* _Your objective_
Starting from the line that holds "Target: team crest on jersey", print each remaining line of the entries exactly, ending with the last.

↓↓↓

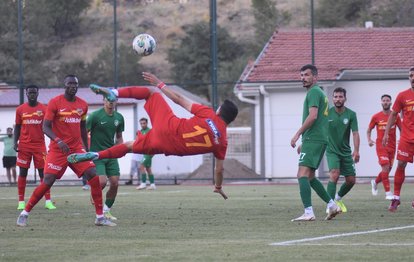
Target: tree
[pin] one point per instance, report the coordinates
(190, 58)
(266, 19)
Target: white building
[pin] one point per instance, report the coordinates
(366, 62)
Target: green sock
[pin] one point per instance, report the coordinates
(331, 189)
(320, 190)
(345, 188)
(109, 202)
(305, 191)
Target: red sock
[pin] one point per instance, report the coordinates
(385, 181)
(47, 194)
(21, 187)
(38, 193)
(137, 92)
(378, 179)
(398, 180)
(96, 193)
(116, 151)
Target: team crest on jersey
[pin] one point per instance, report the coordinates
(345, 121)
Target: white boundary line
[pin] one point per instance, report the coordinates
(297, 241)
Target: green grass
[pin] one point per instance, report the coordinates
(190, 223)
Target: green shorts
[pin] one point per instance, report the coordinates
(311, 154)
(345, 164)
(107, 167)
(147, 161)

↑↑↑

* _Problem solution_
Target: team crest on jersey
[pin] one point per instance, report the coordinates
(345, 121)
Target: white boundary line
[pin] one point per instance, report the coordinates
(297, 241)
Target: green grass
[pin] one point per instance, report the coordinates
(190, 223)
Target: green shorts
[pin] one point per instance, report the coordinates
(311, 154)
(345, 164)
(107, 167)
(147, 161)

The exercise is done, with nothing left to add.